▶
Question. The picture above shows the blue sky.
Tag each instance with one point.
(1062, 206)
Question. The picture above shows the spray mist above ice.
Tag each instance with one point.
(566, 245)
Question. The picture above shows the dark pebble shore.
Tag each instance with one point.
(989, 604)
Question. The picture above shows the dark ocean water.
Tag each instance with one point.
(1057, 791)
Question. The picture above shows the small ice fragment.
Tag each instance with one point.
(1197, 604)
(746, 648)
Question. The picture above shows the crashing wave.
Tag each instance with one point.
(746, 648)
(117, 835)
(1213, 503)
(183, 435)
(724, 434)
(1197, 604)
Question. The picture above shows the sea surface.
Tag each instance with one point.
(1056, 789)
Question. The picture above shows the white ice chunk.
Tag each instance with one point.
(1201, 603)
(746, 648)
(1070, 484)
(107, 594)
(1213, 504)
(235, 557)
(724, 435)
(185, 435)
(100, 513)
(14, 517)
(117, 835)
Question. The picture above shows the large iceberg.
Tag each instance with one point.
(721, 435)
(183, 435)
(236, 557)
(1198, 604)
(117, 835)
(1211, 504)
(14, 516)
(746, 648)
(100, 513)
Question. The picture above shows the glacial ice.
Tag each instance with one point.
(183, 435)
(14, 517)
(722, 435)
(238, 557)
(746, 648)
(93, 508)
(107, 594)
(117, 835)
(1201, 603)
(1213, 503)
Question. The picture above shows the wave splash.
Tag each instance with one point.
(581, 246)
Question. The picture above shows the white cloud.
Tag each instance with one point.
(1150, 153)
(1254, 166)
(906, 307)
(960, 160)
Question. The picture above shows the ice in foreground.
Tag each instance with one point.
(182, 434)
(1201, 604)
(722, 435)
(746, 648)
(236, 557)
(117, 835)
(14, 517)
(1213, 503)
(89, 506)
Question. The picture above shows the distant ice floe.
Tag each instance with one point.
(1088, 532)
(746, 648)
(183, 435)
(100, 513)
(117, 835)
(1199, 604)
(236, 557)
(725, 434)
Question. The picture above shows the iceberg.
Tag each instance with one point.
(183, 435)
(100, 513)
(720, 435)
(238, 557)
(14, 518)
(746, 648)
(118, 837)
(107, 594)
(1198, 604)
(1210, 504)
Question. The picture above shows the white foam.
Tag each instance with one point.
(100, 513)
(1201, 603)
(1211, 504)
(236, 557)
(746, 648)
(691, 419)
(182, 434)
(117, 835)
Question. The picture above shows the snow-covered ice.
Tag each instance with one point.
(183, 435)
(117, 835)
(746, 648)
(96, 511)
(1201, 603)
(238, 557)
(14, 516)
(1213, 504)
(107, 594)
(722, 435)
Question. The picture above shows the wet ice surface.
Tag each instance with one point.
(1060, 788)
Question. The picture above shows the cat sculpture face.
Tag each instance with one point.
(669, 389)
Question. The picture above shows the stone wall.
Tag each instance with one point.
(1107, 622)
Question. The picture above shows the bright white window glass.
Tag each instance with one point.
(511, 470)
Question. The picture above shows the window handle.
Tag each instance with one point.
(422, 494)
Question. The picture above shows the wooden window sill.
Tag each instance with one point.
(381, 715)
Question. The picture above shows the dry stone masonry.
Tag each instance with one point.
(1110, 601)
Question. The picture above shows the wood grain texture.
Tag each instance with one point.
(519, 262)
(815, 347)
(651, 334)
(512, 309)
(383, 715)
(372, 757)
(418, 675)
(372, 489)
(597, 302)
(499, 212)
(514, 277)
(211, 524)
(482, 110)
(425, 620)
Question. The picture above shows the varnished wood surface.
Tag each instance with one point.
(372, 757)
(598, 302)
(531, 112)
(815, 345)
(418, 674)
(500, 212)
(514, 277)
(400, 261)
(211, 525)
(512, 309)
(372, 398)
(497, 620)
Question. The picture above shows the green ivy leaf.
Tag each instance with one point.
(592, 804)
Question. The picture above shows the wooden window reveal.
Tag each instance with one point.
◀
- **EXERCISE BRIEF**
Extract every line of the data above and reproduce each one unchanged, in the same order.

- **EXERCISE OUTPUT**
Question. The picture above shows the blue sky.
Tag each instance with one point.
(1062, 206)
Question. The picture above shows the spray mist above ice.
Tag each instance with one point.
(566, 245)
Question. The picture above shows the dark pebble shore.
Tag each instance with one point.
(989, 604)
Question. The picture above shows the dark ocean water.
Tag each instance with one point.
(1057, 791)
Question. The picture above shows the small ice fragment.
Tag each instance with one point.
(1197, 604)
(746, 648)
Question. The picture above shows the crashing wave.
Tag each instance with one point.
(746, 648)
(117, 835)
(1213, 503)
(183, 435)
(724, 434)
(1197, 604)
Question. The picture above shows the sea surface.
Tag each instance with one point.
(1056, 789)
Question. The picture above shows the white ice chunk.
Tag each instance with one point.
(1201, 603)
(746, 648)
(1070, 484)
(107, 594)
(1213, 504)
(235, 557)
(724, 435)
(185, 435)
(100, 513)
(14, 517)
(117, 835)
Question. The picture above shows the large iceberg.
Tag each instance with one point.
(721, 435)
(183, 435)
(236, 557)
(1198, 604)
(117, 835)
(1211, 504)
(14, 516)
(746, 648)
(100, 513)
Question. The picture above shows the glacial ice.
Tag each instance with one point.
(183, 435)
(14, 517)
(722, 435)
(238, 557)
(746, 648)
(93, 508)
(107, 594)
(117, 835)
(1201, 603)
(1213, 503)
Question. The picture above shows the wave splash.
Tag each instance with one point.
(581, 246)
Question. The picture above shows the white cloud.
Tag each instance with one point.
(1150, 153)
(1254, 166)
(906, 307)
(960, 160)
Question. The picture above shows the ice in foreground.
Tag each instance with one point.
(182, 434)
(1201, 604)
(722, 435)
(746, 648)
(236, 557)
(117, 835)
(14, 517)
(1213, 503)
(89, 506)
Question. The picture above shows the distant ice floe.
Tag each instance with one point.
(1088, 532)
(746, 648)
(183, 435)
(100, 513)
(117, 835)
(1199, 604)
(236, 557)
(725, 434)
Question. The picture above shows the iceberg.
Tag each instance with one point.
(183, 435)
(100, 513)
(720, 435)
(238, 557)
(14, 518)
(746, 648)
(118, 837)
(107, 594)
(1198, 604)
(1210, 504)
Question. The picture above shows the white foam.
Tag each instance with one point.
(100, 513)
(1201, 603)
(1211, 504)
(236, 557)
(746, 648)
(691, 419)
(182, 434)
(117, 835)
Question. The picture above shows the snow-covered ice.
Tag each instance with one point.
(183, 435)
(117, 835)
(746, 648)
(96, 511)
(1201, 603)
(238, 557)
(14, 516)
(1213, 504)
(107, 594)
(722, 435)
Question. The picture above shows the wet ice surface.
Tag each instance with one point.
(1060, 788)
Question. The picture above shows the cat sculpture face.
Tag each instance with one point.
(669, 389)
Question. The picture above shows the stone wall.
Tag each instance with one point.
(1107, 622)
Question. The picture above shows the bright white window glass.
Tag each instance with one point.
(511, 470)
Question. The picture above shows the window handle.
Tag each instance with one point.
(422, 494)
Question. The picture above shows the wooden window sill.
Tag each instance with one point.
(381, 715)
Question. The picture above shows the dry stone masonry.
Tag each instance with one point.
(1110, 601)
Question. The picture above shows the wood grain texture.
Tag each instance with one point.
(519, 262)
(815, 347)
(651, 334)
(512, 309)
(383, 715)
(372, 757)
(418, 675)
(372, 489)
(597, 302)
(499, 212)
(514, 277)
(211, 524)
(482, 110)
(425, 620)
Question. The picture above shows the varnished wood surface.
Tag each instance with one point.
(372, 757)
(598, 302)
(531, 112)
(815, 345)
(418, 674)
(500, 212)
(514, 277)
(400, 261)
(211, 525)
(512, 309)
(372, 398)
(497, 620)
Question. The picture above shows the green ivy leaf.
Tag each instance with one point.
(592, 804)
Question. The picture above shows the wooden window reveal.
Tag each instance with one point.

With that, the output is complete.